> **SOURCE EXTRACT**

******

Let’s shift our focus to the core of this interview about ‘Successful Rule Breakers’. Why did you decide to “break the rules”? Early on, did you identify a particular problem or issue in how businesses in your industry generally operated? What specifically compelled you to address this and want to do things differently? Please share how you went about implementing those changes and the impact they had.
I decided to “break the rules” (but still follow the laws, of course!) because a lot of small businesses, especially in fragmented ‘blue-collar’ industries like auto repair, are run in a way that works for a single owner but doesn’t scale. The problem isn’t that owners aren’t talented; many, like those whose businesses we acquire, are excellent operators. The issue is that the industry is still very ‘old-school’. Reporting is inconsistent and often done on pads of paper; governance is informal; marketing is nearly non-existent; and growth often relies on instinct and individual relationships, rather than repeatable systems. That makes it hard to build a real platform, and so it also limits what caliber of capital or strategic partners you can attract — exactly the types of financing activities I’m responsible for sourcing as VP of Corporate Development.

******

> **AIM 1**
Return each line of the records that contains the word "white".
The interview excerpt has no connection to the records.

> **RECORDS SUPPLIED**

******

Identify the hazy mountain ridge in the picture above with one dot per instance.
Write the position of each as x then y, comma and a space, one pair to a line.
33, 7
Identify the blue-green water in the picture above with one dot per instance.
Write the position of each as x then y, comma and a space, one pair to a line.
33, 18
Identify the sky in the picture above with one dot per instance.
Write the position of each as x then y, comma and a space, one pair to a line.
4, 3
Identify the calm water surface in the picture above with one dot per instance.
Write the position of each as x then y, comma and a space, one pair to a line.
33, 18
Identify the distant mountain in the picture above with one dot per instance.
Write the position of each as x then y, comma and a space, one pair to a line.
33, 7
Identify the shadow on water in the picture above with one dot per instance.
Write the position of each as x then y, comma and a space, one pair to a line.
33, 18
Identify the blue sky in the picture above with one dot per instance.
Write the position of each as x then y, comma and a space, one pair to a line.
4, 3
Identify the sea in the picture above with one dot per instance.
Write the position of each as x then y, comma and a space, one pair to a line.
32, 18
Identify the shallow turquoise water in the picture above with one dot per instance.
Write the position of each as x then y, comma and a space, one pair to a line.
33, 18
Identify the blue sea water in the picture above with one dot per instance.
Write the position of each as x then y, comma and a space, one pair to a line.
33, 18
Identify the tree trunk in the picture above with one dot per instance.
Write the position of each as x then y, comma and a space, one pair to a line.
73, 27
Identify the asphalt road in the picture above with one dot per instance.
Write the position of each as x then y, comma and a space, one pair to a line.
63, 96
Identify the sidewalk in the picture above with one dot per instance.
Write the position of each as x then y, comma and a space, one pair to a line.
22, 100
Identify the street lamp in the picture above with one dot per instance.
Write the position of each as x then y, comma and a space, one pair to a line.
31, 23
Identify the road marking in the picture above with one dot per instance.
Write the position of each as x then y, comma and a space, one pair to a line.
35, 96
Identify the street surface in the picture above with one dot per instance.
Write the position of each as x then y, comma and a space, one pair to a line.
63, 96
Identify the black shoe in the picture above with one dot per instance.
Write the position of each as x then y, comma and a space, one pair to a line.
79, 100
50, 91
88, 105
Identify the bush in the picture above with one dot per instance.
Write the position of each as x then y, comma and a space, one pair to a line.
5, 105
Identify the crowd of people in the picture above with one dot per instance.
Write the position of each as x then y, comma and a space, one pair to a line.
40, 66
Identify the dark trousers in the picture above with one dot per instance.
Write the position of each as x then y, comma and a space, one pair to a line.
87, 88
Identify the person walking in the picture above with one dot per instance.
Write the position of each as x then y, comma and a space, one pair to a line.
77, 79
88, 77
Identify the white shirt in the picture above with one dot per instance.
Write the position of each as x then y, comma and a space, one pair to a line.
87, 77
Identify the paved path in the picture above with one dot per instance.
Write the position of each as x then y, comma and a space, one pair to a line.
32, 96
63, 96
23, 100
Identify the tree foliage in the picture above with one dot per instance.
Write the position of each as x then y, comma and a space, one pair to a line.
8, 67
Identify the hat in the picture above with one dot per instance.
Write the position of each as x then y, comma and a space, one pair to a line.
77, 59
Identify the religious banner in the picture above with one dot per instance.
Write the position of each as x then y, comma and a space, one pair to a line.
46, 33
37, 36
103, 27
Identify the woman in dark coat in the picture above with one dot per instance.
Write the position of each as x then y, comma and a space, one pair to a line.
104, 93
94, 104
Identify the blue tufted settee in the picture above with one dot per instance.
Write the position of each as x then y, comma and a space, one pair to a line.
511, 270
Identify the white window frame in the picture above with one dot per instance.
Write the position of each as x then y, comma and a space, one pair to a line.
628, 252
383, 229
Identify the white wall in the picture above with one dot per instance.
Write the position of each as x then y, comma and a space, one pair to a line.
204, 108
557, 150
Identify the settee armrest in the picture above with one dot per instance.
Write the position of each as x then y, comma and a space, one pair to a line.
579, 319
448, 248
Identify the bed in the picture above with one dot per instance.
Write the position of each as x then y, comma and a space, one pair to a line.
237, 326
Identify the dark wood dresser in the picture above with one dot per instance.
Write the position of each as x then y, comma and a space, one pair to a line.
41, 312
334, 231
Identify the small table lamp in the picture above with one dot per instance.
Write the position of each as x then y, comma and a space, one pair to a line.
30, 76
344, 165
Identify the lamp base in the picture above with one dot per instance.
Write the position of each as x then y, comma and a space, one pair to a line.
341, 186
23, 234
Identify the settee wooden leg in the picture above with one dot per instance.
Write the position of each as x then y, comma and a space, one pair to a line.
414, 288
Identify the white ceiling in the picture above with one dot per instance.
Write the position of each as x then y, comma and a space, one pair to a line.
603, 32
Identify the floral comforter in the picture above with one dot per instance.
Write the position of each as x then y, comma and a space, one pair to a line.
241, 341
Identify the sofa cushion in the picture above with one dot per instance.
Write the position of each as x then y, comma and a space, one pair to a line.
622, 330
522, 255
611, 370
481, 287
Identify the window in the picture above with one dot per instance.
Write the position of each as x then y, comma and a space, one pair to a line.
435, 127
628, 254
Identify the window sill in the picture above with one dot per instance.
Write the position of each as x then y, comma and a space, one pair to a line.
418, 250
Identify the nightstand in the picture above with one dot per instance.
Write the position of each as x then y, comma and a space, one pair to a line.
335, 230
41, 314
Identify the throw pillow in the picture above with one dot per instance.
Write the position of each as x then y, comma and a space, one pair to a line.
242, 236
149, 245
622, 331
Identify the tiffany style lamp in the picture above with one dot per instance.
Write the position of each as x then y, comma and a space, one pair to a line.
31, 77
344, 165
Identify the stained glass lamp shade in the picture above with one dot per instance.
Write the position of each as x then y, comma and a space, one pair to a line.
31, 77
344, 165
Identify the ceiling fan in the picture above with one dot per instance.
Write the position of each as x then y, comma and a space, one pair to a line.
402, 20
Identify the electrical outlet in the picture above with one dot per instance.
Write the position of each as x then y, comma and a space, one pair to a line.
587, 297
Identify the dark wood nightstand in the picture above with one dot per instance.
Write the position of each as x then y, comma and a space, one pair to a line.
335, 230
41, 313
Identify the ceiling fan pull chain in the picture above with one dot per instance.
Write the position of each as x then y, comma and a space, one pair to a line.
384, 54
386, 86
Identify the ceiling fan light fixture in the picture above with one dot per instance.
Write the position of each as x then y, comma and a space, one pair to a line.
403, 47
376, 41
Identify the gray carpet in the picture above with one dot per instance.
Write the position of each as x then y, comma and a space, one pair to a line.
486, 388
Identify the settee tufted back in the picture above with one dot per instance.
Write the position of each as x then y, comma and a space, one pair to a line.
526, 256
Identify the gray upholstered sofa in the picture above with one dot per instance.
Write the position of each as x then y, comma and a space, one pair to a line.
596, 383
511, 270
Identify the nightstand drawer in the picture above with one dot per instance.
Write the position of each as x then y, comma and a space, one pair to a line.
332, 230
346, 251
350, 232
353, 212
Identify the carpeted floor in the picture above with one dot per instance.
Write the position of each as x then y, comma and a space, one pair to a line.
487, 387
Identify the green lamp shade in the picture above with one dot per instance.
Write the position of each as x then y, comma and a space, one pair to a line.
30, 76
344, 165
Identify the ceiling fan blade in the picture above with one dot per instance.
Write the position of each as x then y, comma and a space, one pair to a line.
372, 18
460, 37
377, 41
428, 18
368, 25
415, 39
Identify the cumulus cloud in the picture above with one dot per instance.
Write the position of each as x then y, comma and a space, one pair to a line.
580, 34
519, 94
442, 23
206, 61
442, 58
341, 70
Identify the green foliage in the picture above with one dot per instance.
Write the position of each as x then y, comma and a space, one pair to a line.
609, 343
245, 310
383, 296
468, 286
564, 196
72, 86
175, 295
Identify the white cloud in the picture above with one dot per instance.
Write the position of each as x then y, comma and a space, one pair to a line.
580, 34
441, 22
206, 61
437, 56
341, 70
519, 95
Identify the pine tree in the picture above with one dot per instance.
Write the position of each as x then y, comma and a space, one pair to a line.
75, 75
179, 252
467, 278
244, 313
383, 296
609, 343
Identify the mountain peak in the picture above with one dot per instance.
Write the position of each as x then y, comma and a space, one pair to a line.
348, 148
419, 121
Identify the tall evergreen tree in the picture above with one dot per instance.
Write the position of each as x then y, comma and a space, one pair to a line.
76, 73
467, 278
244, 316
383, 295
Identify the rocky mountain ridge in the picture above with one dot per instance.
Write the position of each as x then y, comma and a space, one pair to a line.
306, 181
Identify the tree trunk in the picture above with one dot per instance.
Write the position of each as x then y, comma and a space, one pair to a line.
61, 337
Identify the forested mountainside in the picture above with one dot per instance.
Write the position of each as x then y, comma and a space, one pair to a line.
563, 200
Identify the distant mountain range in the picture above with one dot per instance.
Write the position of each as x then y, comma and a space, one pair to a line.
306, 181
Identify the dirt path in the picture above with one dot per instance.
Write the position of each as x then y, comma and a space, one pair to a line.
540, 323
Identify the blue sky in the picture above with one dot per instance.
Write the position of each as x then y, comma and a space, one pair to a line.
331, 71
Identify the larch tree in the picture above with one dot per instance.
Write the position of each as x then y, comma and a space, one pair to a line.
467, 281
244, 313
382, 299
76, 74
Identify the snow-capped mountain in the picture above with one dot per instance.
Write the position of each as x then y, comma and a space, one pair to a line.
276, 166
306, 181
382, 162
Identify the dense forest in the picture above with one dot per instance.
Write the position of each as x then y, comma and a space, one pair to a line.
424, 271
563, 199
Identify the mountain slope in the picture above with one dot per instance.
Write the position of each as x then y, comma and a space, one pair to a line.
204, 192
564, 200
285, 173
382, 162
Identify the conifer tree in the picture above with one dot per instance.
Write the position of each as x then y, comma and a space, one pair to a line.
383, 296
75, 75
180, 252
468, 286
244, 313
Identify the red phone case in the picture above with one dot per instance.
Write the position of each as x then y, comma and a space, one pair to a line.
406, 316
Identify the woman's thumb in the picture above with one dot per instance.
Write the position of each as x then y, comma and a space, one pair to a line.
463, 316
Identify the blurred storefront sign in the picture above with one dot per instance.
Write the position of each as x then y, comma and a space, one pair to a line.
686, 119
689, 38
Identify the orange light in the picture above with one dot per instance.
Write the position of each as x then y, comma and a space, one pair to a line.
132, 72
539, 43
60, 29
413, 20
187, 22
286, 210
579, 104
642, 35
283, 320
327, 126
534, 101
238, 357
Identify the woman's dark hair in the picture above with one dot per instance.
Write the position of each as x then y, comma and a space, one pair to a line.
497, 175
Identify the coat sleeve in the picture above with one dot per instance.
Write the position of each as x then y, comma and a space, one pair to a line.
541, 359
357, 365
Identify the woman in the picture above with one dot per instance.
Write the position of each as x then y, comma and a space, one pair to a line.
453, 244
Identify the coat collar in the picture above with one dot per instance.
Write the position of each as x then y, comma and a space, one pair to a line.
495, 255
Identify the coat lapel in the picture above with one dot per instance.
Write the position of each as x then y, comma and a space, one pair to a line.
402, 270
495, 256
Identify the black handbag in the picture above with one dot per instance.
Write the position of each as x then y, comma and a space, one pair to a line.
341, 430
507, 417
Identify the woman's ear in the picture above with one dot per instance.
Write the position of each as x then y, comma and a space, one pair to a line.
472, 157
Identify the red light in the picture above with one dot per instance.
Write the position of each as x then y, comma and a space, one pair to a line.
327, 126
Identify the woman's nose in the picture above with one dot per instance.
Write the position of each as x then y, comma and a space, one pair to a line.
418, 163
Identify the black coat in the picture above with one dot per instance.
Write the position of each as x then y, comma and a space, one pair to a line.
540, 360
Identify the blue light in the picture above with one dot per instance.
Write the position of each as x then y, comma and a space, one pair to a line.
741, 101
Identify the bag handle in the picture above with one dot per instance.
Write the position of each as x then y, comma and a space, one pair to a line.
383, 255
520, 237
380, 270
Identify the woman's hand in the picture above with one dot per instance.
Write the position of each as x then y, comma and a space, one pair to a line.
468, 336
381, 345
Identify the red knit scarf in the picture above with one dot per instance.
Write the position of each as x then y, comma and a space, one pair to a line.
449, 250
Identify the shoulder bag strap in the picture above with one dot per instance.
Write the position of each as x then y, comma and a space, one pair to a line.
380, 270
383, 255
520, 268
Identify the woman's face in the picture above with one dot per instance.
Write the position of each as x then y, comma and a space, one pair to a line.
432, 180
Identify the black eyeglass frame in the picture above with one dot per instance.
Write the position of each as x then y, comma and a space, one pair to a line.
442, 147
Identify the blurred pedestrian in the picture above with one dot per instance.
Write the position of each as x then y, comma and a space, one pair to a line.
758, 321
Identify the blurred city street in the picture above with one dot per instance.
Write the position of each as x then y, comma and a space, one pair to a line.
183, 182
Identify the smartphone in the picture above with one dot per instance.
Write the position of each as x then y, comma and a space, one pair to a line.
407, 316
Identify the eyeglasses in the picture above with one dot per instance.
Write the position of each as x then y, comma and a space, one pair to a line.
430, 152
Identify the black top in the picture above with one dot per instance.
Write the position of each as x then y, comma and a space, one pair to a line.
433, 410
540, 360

******

> **AIM 2**
According to the interview excerpt, what is reporting in the industry often done on?

> **WORKED SOLUTION 1**
Identify the white shirt in the picture above with one dot per instance.
Identify the white window frame in the picture above with one dot per instance.
Identify the white wall in the picture above with one dot per instance.
Identify the white ceiling in the picture above with one dot per instance.
Identify the white cloud in the picture above with one dot per instance.

> **WORKED SOLUTION 2**
Pads of paper.